__TASK__
Beginning at the line that contains "Target: mare's neck" and finishing at the line that contains "the mare's hind", output the data below exactly. Include both end lines and no pictures.

__RECORDED INFORMATION__

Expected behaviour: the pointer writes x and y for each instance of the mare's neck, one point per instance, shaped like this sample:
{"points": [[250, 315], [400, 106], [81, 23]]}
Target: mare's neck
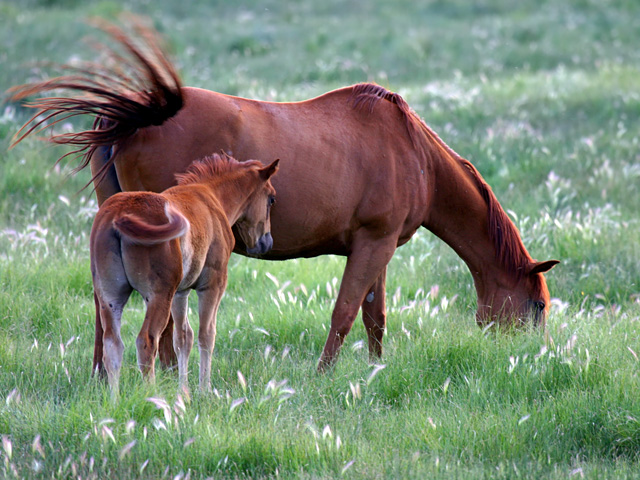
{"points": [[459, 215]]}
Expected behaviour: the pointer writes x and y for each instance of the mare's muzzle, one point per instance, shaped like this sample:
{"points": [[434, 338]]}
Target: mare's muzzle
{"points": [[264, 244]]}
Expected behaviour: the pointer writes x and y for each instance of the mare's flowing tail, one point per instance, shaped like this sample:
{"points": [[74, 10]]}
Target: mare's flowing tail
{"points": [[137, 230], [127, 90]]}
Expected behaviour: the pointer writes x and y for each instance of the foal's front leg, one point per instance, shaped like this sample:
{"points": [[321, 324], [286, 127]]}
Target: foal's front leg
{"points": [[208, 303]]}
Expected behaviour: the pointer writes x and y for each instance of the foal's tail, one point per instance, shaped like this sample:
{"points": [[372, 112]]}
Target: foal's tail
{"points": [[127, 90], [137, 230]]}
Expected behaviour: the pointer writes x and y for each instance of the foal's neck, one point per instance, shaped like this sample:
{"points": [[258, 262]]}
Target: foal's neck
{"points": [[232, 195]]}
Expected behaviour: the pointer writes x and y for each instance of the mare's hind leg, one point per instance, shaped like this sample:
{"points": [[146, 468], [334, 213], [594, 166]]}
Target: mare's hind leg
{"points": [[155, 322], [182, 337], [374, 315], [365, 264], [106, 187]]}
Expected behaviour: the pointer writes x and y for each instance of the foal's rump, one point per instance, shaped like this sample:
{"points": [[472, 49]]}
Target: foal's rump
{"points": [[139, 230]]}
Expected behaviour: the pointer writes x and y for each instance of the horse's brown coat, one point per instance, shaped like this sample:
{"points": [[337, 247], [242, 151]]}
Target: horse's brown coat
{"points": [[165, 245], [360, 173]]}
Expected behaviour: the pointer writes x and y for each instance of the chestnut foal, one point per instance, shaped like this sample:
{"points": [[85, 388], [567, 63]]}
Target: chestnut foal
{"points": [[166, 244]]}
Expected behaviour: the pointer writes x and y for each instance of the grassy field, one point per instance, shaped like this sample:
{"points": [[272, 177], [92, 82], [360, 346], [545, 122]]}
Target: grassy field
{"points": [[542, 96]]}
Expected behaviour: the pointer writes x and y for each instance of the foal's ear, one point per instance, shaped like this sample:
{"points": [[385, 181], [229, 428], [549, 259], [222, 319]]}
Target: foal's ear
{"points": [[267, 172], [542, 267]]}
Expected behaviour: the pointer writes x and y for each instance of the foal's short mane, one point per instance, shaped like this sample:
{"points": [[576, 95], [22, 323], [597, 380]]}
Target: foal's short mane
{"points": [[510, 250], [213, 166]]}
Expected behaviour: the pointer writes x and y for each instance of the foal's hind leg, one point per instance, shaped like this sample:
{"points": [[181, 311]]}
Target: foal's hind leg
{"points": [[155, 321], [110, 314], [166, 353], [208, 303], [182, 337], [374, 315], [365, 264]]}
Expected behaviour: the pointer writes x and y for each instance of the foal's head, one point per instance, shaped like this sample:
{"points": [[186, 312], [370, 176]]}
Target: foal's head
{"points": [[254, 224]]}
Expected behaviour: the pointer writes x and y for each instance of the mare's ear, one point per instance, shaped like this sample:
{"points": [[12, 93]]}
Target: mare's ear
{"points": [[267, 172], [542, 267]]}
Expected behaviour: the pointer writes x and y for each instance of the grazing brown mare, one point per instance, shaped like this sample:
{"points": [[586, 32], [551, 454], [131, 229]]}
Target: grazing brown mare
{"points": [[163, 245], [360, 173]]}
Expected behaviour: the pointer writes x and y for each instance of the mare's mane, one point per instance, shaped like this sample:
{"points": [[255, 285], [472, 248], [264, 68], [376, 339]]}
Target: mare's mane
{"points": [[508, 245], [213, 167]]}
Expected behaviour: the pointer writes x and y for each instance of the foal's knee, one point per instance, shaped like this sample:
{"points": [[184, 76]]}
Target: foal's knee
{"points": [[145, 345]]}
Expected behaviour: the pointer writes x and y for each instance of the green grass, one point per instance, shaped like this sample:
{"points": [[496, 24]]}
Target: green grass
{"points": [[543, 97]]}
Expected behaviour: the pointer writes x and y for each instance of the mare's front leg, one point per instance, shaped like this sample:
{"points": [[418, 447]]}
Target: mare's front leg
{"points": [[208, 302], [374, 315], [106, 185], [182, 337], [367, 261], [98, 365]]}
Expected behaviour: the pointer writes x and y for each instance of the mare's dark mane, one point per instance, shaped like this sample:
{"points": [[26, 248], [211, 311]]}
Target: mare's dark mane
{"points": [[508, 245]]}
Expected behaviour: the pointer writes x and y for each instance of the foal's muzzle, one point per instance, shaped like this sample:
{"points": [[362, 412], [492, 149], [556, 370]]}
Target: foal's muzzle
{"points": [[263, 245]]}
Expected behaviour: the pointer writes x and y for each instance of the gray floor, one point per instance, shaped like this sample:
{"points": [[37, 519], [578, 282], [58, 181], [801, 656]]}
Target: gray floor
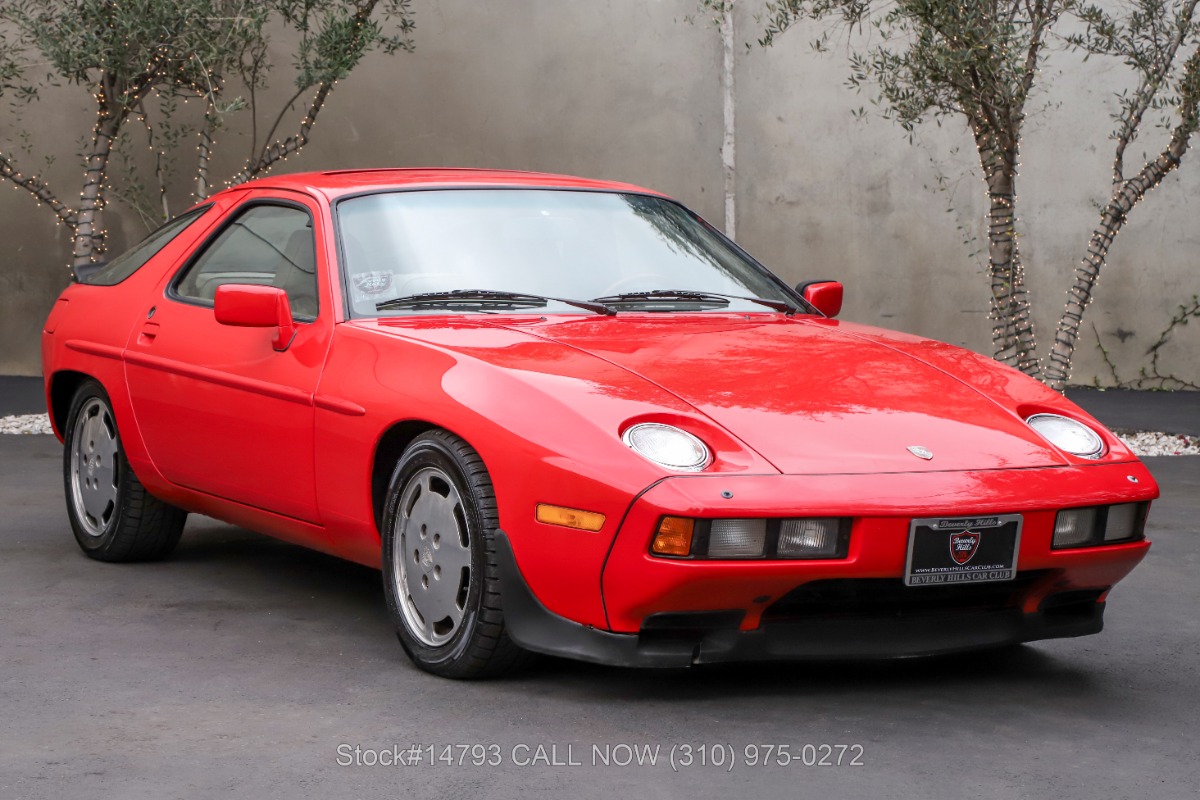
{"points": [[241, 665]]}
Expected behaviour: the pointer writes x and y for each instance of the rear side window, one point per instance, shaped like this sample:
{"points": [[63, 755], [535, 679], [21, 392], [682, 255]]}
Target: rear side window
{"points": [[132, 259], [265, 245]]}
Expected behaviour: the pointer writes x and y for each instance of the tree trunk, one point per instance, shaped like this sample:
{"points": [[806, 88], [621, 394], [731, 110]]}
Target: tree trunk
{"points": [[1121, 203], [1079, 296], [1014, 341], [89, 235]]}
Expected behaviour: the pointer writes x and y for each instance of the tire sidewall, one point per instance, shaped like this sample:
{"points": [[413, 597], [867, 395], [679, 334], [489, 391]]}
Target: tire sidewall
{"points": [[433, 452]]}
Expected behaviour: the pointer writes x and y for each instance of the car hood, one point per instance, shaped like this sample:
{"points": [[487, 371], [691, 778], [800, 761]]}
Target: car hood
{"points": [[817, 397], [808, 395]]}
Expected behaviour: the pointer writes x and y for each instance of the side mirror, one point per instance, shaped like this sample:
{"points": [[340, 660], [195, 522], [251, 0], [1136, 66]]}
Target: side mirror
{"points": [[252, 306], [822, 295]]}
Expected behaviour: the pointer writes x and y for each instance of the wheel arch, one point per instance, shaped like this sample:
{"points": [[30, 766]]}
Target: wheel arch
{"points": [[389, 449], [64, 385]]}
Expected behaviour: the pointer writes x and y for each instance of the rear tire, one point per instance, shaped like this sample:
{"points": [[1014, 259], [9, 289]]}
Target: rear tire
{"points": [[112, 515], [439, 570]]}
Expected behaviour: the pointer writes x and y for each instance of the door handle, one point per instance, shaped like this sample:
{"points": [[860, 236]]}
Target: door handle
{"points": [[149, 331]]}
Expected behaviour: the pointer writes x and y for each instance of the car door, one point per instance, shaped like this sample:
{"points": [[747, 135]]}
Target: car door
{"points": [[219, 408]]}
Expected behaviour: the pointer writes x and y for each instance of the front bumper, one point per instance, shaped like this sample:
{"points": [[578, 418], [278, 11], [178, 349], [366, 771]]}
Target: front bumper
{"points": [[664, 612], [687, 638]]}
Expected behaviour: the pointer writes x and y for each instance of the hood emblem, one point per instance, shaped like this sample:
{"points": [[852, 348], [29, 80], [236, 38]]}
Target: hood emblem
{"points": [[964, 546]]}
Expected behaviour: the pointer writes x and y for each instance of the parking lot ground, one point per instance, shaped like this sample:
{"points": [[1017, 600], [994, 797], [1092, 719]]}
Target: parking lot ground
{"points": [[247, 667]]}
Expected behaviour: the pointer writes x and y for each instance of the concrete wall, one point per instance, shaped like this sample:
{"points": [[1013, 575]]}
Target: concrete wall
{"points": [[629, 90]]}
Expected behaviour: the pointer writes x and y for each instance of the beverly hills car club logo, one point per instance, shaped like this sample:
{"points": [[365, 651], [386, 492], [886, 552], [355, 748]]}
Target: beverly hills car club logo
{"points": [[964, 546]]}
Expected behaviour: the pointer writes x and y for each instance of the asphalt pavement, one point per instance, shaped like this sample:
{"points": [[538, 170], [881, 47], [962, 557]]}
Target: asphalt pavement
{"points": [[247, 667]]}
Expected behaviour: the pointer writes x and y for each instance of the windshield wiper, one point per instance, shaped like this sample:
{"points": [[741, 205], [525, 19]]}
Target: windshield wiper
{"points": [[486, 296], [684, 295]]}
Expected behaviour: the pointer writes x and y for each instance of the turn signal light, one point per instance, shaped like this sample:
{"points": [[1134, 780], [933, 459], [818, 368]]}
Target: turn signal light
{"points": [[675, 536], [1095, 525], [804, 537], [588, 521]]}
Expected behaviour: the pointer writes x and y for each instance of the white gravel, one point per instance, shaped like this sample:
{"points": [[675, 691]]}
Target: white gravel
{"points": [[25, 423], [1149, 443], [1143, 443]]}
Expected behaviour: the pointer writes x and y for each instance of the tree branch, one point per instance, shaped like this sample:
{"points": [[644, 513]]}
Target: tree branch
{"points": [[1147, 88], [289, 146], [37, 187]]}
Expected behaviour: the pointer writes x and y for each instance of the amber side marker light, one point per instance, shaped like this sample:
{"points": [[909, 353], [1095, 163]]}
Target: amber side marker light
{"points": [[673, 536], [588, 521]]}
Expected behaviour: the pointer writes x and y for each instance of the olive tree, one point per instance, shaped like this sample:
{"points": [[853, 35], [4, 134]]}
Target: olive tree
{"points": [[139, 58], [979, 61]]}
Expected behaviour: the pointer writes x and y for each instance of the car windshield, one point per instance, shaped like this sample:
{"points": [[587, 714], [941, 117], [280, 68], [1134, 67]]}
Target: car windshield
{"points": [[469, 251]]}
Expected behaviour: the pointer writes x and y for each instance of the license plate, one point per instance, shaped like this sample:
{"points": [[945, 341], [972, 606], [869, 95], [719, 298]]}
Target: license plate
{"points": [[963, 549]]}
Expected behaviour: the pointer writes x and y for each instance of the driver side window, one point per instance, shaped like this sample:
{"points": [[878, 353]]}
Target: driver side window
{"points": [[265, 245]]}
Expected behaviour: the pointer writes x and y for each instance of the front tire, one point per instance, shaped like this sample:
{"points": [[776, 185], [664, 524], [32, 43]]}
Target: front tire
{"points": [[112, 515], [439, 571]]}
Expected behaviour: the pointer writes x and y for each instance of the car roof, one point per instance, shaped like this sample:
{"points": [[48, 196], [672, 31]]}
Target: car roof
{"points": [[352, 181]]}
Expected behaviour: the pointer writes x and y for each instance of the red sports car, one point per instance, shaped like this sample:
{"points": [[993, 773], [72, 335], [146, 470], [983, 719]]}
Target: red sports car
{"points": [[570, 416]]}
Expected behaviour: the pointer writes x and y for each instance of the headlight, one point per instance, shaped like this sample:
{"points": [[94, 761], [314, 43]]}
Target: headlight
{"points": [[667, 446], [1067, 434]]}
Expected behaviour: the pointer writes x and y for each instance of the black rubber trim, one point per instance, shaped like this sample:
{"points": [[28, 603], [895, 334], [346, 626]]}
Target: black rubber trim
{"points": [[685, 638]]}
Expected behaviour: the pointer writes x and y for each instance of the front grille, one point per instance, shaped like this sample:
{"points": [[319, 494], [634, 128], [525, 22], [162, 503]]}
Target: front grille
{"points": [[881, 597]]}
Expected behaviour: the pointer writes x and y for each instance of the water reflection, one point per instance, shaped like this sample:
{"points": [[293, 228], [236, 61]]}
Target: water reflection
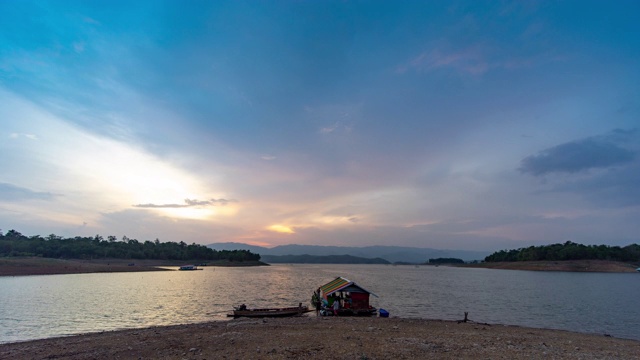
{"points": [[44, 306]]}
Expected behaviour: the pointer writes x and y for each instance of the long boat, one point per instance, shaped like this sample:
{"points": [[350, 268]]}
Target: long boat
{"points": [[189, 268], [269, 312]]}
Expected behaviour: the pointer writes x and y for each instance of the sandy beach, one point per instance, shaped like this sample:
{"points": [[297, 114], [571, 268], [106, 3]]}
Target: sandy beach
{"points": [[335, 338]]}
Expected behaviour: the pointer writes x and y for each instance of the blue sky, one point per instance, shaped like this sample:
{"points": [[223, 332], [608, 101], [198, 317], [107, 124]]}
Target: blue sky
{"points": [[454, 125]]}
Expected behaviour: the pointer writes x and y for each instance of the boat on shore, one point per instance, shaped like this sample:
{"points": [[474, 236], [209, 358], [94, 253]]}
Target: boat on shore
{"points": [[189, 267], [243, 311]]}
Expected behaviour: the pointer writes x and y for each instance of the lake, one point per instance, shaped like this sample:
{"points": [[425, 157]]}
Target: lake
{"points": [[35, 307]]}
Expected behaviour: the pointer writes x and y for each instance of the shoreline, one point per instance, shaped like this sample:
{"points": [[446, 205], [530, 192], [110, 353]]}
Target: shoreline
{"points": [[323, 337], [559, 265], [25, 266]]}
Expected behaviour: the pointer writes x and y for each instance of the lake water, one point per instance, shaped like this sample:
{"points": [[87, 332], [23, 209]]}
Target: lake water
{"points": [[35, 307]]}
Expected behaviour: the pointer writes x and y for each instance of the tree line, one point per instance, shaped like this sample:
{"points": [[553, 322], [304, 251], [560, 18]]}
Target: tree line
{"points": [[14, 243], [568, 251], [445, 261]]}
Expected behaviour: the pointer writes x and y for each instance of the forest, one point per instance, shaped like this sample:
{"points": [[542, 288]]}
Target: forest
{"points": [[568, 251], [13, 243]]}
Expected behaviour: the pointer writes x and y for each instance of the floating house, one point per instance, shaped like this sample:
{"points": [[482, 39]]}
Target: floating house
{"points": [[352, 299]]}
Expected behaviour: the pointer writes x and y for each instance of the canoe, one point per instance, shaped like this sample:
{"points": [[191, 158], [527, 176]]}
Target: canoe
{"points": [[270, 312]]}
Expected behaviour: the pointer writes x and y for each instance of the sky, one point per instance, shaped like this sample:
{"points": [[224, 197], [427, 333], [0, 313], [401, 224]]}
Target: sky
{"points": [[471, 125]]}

__RESULT FOR THIS TASK__
Target: mare's neck
{"points": [[459, 215]]}
Expected behaviour: the pointer writes x and y for each instance of the mare's muzzle, one point per instance, shaped like this sample:
{"points": [[434, 338]]}
Target: mare's muzzle
{"points": [[264, 244]]}
Expected behaviour: the pointer writes x and y for each instance of the mare's flowing tail, one point per instance, shaped like this sample:
{"points": [[74, 10]]}
Target: mare's flowing tail
{"points": [[137, 230], [127, 90]]}
Expected behaviour: the pointer writes x and y for each instance of the foal's front leg, one point per instance, shaped like this sample:
{"points": [[321, 324], [286, 127]]}
Target: foal's front leg
{"points": [[208, 303]]}
Expected behaviour: the pointer writes x and y for each instance of the foal's tail, one point per instance, shaped like this sample:
{"points": [[372, 112]]}
Target: foal's tail
{"points": [[127, 90], [137, 230]]}
Expected behaviour: the pointer writes x and y for each instance of the foal's neck, one point per instance, shaped like this sample:
{"points": [[258, 262]]}
Target: foal's neck
{"points": [[232, 195]]}
Expected behaviour: the pointer writes x and y for each instance of the mare's hind leg, one point per instance, shaped like this sample:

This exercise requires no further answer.